Directions>
Copy the result of filtering the entries below for lines that include the string "white".

::: Information shown :::

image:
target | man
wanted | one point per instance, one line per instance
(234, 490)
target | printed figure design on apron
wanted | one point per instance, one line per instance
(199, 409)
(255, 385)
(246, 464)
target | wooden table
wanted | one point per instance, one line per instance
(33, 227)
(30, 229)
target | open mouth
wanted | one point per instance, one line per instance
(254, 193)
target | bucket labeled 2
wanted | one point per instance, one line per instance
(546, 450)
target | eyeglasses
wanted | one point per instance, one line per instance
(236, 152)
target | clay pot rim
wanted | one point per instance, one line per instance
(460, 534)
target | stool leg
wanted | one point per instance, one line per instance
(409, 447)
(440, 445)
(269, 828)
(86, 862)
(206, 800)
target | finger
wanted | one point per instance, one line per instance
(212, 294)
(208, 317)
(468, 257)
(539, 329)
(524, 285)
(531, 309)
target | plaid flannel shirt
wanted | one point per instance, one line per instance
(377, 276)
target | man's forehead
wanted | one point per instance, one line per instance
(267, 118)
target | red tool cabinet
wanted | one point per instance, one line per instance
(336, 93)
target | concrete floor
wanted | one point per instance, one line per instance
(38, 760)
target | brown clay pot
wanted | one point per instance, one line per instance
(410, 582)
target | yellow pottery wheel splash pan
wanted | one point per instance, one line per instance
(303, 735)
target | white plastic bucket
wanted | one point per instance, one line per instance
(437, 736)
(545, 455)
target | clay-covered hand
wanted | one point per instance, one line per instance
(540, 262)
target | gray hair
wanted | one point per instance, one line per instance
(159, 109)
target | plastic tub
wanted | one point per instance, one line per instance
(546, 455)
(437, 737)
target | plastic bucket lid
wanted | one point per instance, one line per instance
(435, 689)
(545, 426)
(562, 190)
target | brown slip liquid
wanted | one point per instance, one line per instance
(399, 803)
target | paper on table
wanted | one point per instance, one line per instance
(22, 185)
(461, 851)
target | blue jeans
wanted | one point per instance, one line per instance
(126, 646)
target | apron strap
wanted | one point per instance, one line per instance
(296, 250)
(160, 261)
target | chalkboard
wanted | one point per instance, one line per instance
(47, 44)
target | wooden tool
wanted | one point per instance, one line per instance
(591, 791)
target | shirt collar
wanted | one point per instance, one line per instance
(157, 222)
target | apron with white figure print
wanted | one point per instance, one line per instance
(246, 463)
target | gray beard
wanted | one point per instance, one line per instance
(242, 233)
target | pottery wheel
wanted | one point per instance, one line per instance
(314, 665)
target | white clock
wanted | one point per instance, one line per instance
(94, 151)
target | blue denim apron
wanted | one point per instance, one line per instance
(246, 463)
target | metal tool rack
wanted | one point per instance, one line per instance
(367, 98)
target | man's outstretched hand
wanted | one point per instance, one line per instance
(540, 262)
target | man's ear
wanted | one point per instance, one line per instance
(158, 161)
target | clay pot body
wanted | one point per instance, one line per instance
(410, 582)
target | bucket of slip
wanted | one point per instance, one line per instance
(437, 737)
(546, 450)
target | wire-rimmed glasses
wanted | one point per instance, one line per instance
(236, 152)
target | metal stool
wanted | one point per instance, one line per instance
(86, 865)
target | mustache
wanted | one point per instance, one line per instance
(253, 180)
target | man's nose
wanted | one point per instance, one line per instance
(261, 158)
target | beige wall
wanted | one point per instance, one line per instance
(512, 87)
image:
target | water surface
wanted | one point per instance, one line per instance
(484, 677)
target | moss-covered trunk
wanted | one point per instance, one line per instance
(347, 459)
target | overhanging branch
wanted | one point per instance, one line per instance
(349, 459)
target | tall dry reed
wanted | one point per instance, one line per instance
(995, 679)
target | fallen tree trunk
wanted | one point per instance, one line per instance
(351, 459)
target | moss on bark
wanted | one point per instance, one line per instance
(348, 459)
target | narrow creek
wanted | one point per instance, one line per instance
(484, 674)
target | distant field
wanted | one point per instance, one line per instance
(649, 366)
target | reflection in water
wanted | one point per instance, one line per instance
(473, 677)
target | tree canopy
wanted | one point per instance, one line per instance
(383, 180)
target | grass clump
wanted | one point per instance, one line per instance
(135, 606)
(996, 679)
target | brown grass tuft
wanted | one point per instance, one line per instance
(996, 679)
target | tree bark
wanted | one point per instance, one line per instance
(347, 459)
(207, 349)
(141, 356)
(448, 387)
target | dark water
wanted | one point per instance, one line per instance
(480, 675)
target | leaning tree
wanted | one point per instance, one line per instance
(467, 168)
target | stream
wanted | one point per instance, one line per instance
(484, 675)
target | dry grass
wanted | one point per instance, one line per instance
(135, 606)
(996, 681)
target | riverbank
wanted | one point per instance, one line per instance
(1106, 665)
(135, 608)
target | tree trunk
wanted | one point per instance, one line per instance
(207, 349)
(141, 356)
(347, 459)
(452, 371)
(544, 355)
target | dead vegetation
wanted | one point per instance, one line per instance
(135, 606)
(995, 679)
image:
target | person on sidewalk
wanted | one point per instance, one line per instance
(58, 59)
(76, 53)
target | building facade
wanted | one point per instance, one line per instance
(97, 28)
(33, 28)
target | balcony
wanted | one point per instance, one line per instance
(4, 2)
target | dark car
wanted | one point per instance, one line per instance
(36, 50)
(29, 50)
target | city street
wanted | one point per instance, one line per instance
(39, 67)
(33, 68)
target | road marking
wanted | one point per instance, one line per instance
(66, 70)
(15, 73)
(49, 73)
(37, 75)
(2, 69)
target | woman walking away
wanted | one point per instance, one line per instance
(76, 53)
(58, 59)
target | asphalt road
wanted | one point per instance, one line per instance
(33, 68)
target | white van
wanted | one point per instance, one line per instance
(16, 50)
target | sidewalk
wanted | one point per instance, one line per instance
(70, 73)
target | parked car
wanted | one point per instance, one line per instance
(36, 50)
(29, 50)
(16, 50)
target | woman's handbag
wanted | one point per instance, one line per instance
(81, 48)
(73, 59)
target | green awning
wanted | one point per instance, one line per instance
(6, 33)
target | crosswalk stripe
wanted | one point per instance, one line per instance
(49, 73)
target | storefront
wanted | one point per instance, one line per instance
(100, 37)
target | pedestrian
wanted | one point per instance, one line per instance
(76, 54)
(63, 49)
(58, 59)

:::

Answer for this exercise>
target | white plastic bucket
target | apron with white figure print
target | white clock
target | white van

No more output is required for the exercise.